Friday, November 9, 2018

Keyera Corp

Sound bite for Twitter and StockTwits is: Dividend Growth Utility. The revenue and earnings have started to move up again. It is expected that earnings will start to cover the dividends in 2018. This maybe a good time to buy then. See my spreadsheet on Keyera Corp.

I do not own this stock of Keyera Corp. (TSX-KEY, OTC-KEYUF). I started to review some of the stock recommended by Jennifer Dowty from a column she wrote and I reviewed in February 2010 on Dividends and Special Dividends. The title of the article in Investor’s Digest was Dividend Stocks: Buy, Hold and Collect. Jennifer is now a Portfolio Manager for Manulife Asset Management Limited.

When I was updating my spreadsheet, I noticed is that the Liquidity Ratio took a dive in the third quarter to 0.97. This means that current assets cannot cover current liabilities. This is mostly due to a Trade and Other Payables increase. It often has low Liquidity Ratios and needs cash flow to cover current liabilities. It is not the only utility to depend on cash flow this way.

This used to be an income trust company. The yields were higher before it switched to a corporation in 2010. The yields are still quite high with the current dividend yield at 5.92%, the 5 year median at 3.96%, the yield since 2010 at 4.11% and the historical median at 4.75%.

══════════

**Exercise 1:** List every dividend yield figure the Keyera Corp post gives, with what each one measures.
**Exercise 2:** Add 38 to every coordinate in the answers of the records, from the line with "Locate one point per instance of the leather" through the end of the records. Reproduce all those lines, requests included, and leave out the pictures.
The records below have no connection to the Keyera Corp post.

══════════

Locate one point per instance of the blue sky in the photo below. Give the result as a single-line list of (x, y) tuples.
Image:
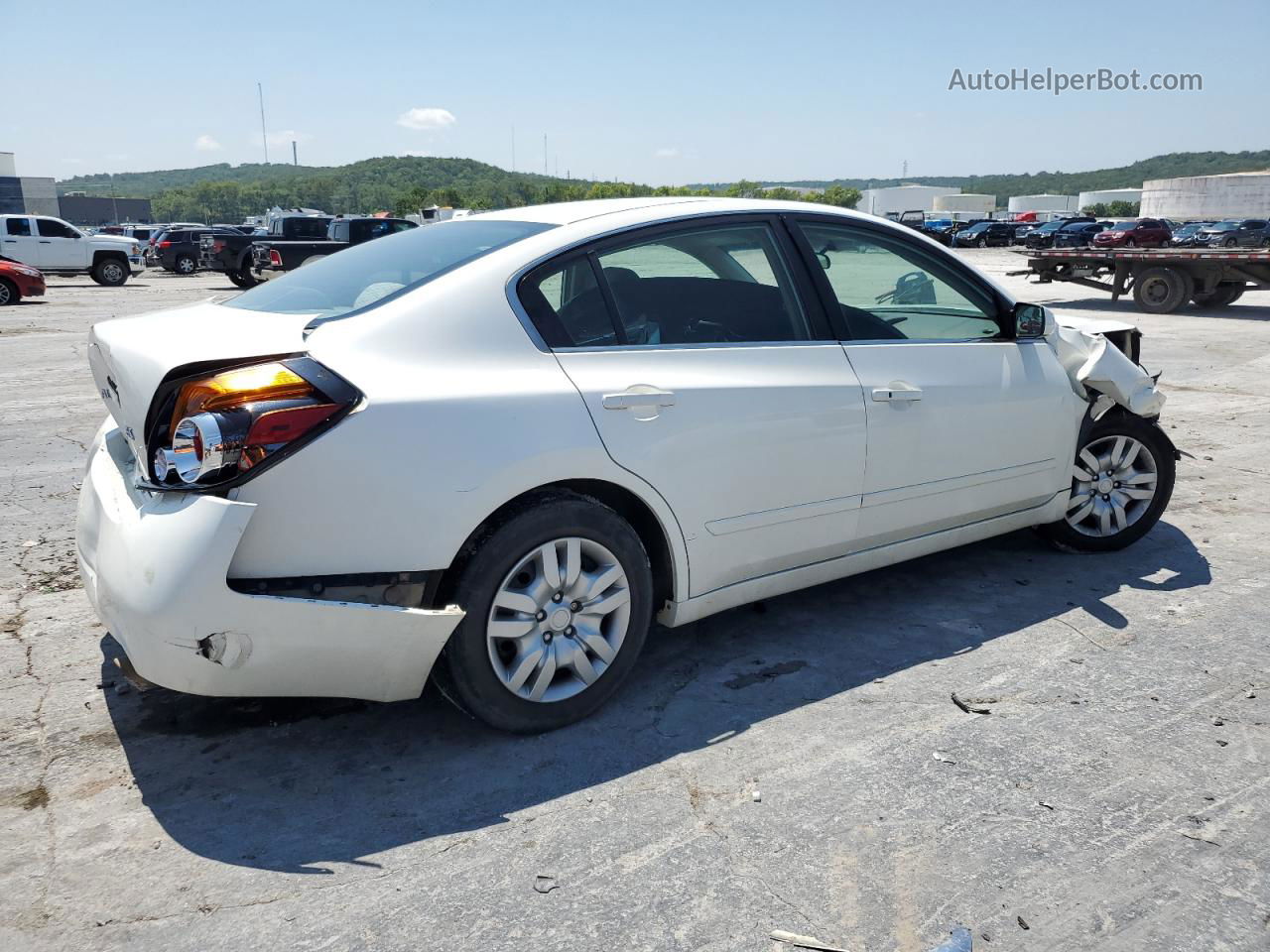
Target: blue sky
[(651, 91)]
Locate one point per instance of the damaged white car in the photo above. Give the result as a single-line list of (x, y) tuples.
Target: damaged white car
[(492, 451)]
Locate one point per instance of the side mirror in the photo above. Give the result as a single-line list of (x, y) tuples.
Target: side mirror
[(1032, 321)]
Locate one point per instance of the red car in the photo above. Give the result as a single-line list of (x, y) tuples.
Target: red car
[(19, 281), (1143, 232)]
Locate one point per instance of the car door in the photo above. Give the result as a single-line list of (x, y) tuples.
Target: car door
[(19, 241), (60, 246), (711, 377), (964, 421)]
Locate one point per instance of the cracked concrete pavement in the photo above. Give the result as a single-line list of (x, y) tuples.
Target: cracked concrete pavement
[(1114, 797)]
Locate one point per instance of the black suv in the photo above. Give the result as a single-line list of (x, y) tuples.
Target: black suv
[(177, 250), (1234, 232), (984, 234)]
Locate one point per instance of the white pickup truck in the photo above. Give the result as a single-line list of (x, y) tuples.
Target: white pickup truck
[(59, 248)]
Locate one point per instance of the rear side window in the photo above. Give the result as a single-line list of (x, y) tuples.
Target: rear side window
[(371, 272)]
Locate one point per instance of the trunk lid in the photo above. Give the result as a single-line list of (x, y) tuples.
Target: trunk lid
[(131, 356)]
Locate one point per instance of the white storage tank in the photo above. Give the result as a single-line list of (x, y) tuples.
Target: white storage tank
[(902, 198), (1107, 195), (965, 202), (1043, 203), (1245, 194)]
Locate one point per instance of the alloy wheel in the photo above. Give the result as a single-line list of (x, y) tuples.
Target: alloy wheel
[(558, 620), (1112, 485)]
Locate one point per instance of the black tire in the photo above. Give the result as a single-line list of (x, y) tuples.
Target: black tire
[(1120, 424), (1224, 295), (1162, 290), (465, 670), (111, 272)]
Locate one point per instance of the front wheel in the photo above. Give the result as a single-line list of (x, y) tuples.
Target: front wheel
[(558, 604), (1121, 481), (109, 272)]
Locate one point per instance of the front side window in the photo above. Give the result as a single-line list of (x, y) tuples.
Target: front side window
[(49, 227), (890, 291)]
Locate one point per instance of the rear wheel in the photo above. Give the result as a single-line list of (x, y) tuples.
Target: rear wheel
[(111, 272), (1121, 481), (1162, 290), (558, 604)]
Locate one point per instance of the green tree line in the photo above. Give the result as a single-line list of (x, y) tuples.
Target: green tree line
[(408, 184)]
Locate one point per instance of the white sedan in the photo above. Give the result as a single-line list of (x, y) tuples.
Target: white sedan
[(492, 449)]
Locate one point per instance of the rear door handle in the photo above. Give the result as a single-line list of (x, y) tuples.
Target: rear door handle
[(898, 393), (631, 399)]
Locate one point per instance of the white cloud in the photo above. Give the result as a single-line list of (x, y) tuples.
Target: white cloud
[(427, 118)]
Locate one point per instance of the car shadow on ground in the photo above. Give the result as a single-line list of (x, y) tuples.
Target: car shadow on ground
[(302, 784)]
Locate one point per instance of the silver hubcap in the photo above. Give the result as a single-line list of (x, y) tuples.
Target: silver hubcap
[(559, 620), (1112, 484)]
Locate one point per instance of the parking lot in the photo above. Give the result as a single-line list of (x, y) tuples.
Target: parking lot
[(799, 765)]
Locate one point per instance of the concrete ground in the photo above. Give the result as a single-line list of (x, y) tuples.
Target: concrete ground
[(798, 766)]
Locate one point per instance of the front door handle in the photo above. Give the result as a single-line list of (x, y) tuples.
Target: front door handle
[(633, 398), (898, 393)]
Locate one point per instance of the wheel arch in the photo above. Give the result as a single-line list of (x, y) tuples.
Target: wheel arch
[(652, 531), (103, 254)]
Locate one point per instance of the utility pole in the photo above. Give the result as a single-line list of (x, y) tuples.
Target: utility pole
[(264, 137)]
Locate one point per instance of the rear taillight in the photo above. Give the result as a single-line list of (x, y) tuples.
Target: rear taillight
[(229, 422)]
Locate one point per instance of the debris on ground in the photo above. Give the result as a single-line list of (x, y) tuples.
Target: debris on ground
[(960, 941), (790, 938), (968, 707)]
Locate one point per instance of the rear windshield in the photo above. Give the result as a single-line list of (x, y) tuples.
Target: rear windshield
[(365, 275)]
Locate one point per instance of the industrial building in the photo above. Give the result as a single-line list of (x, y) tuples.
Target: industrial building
[(965, 204), (1243, 194), (1043, 203), (1107, 195), (902, 198), (24, 194)]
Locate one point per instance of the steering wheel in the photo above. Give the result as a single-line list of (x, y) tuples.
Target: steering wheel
[(912, 289)]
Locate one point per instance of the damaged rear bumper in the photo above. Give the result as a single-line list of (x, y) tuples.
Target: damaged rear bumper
[(155, 565)]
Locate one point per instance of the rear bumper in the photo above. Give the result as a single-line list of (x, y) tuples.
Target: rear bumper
[(154, 566)]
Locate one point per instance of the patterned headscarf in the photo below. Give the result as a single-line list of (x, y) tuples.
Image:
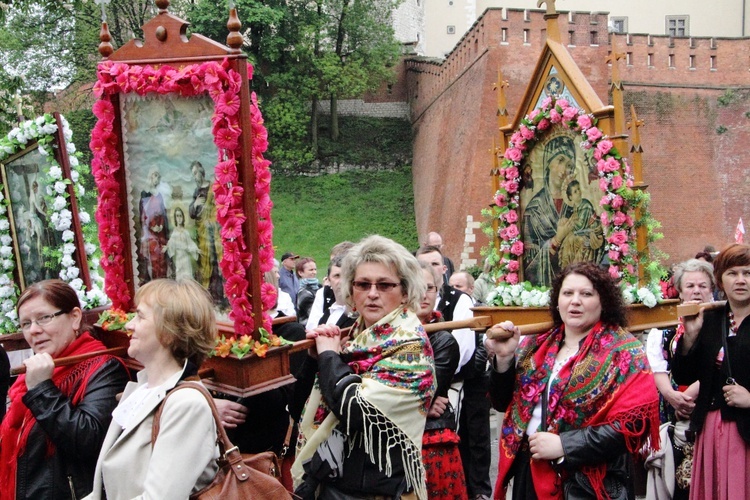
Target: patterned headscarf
[(608, 382), (394, 359)]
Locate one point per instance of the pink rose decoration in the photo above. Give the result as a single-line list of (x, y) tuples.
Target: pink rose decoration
[(614, 272), (517, 248), (618, 238), (570, 113), (584, 121), (526, 132), (604, 146), (620, 219), (593, 134), (513, 154)]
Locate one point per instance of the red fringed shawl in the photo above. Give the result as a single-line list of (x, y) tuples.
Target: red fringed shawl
[(607, 382), (14, 432)]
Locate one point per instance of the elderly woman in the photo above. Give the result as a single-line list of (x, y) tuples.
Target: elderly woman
[(440, 454), (715, 350), (361, 430), (173, 330), (577, 398), (694, 281), (58, 416)]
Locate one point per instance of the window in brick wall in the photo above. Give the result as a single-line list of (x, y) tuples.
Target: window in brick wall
[(678, 26), (618, 24)]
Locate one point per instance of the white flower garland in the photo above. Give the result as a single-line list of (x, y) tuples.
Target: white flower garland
[(43, 130)]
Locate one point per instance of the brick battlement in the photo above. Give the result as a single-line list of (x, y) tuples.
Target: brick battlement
[(689, 62)]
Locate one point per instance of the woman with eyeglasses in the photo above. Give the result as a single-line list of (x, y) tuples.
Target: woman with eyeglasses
[(57, 419), (715, 349), (370, 391)]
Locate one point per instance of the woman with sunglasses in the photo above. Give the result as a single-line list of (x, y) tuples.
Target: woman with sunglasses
[(51, 435), (369, 393), (715, 349)]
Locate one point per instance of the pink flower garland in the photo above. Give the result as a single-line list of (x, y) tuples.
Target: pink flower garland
[(223, 86), (615, 182)]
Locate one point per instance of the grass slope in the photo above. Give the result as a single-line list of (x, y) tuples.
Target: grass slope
[(312, 214)]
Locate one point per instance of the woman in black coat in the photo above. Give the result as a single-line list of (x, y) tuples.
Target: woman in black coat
[(715, 350)]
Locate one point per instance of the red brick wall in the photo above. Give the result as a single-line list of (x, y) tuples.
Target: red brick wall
[(698, 178)]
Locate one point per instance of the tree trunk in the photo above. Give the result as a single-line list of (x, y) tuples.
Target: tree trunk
[(314, 126), (334, 118)]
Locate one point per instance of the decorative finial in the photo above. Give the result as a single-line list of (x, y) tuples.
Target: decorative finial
[(105, 47), (163, 6), (234, 38)]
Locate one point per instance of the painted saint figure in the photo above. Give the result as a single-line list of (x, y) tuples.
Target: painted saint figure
[(203, 211), (154, 229), (585, 241), (542, 235), (181, 248)]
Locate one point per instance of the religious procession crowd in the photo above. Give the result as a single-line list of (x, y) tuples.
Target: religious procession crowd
[(387, 403)]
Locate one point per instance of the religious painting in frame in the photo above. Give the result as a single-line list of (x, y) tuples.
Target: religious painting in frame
[(560, 207), (170, 157), (29, 216), (184, 189)]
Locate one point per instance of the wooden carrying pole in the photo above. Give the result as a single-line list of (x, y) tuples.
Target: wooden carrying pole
[(477, 323)]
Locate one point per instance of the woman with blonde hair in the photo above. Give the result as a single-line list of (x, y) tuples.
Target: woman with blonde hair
[(369, 393), (172, 332)]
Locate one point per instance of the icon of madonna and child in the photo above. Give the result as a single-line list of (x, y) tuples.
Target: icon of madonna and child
[(177, 239), (560, 222)]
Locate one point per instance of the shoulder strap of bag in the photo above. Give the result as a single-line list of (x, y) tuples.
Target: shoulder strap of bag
[(229, 453)]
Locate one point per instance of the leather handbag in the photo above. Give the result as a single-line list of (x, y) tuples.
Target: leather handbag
[(240, 476)]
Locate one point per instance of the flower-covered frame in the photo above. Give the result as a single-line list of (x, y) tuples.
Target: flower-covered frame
[(167, 63), (612, 170), (62, 230)]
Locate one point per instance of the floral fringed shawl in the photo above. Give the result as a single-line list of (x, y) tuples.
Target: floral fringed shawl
[(394, 360), (608, 382)]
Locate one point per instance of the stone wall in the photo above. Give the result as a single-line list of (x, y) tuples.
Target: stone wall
[(698, 176)]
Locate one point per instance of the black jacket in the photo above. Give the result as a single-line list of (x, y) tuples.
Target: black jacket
[(700, 364), (446, 355), (76, 431)]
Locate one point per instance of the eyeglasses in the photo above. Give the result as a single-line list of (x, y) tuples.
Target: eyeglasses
[(41, 321), (380, 286)]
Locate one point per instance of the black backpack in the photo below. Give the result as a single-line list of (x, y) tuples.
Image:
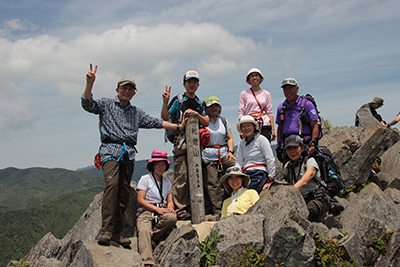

══════════

**Full solution 1:**
- Current dividend yield: 5.92%
- 5 year median: 3.96%
- Yield since 2010: 4.11%
- Historical median: 4.75%

**Full solution 2:**
Locate one point per instance of the leather handbag in the photo above. Give the result as a single-line list of (x, y) tuples.
Target: leather handbag
[(278, 514)]
Locate one point per instance of the flower-covered frame in the photo above. Give the result as a single-line list of (x, y) tuples.
Target: flower-covered frame
[(205, 101), (650, 208), (100, 268)]
Locate one point per instance of the floral fringed shawl in the photo above. Give the result as a single-line list of (x, y) tuples.
Target: floral fringed shawl
[(432, 398), (646, 420)]
Locate one point per instance of the stone wall in the photo above. Give the result as a single-line list of (x, y) tuples.
Target: stone wall
[(736, 214)]
Locate one point per instance of the black jacket in the photo above. Give the result as a single-line list of (x, y) tuples.
Target: black jacket
[(738, 402), (484, 393), (114, 469)]
Locate one point per instance of the eyeglasses in the photo above. Give the result as a single-line list of (x, y) tuples.
Target: eyeglasses
[(79, 359), (418, 324)]
Locate one point per instance of the black backpack in the photo below. Give the result as a single-line list of (x, y) tuples.
Image:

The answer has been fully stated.